Task details: Lay out the entries below as a JSON list of strings, one string per line with blank lines left out, starting at their first line and ending with the line that contains "398 496 L 239", both included.

** start of Task input **

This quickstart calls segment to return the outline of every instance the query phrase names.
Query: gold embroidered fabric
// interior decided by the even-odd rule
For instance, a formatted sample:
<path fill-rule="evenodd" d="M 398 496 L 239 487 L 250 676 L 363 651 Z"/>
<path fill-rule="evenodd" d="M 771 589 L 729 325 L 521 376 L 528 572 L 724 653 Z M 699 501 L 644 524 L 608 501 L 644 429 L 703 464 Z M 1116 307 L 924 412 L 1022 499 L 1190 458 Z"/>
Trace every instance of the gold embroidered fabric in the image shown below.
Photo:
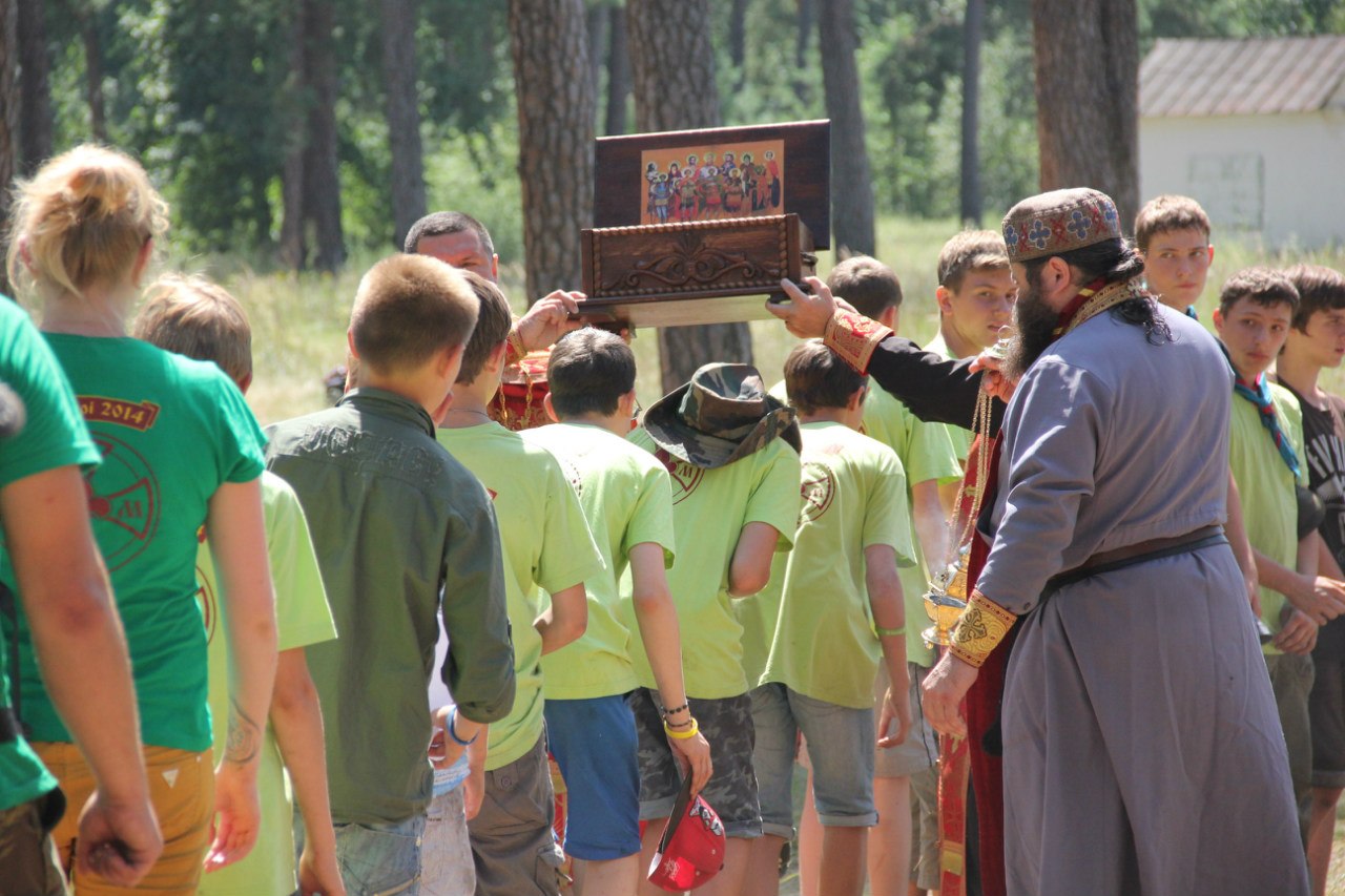
<path fill-rule="evenodd" d="M 1009 630 L 1013 627 L 1011 612 L 990 600 L 979 591 L 971 592 L 967 608 L 962 611 L 962 618 L 952 630 L 952 643 L 948 650 L 958 659 L 981 667 Z"/>
<path fill-rule="evenodd" d="M 861 313 L 837 308 L 822 332 L 822 342 L 826 343 L 827 348 L 841 355 L 841 359 L 847 365 L 865 373 L 878 343 L 890 335 L 890 327 L 884 327 L 877 320 Z"/>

** end of Task input **

Response for this exercise:
[
  "This quickstart calls segment to return the outline of every instance the query phrase names.",
  "Query: gold embroidered fabric",
  "// interior decided by the even-odd rule",
  "For instance, a formatted sample:",
  "<path fill-rule=\"evenodd\" d=\"M 398 496 L 239 487 L 250 676 L 363 651 Z\"/>"
]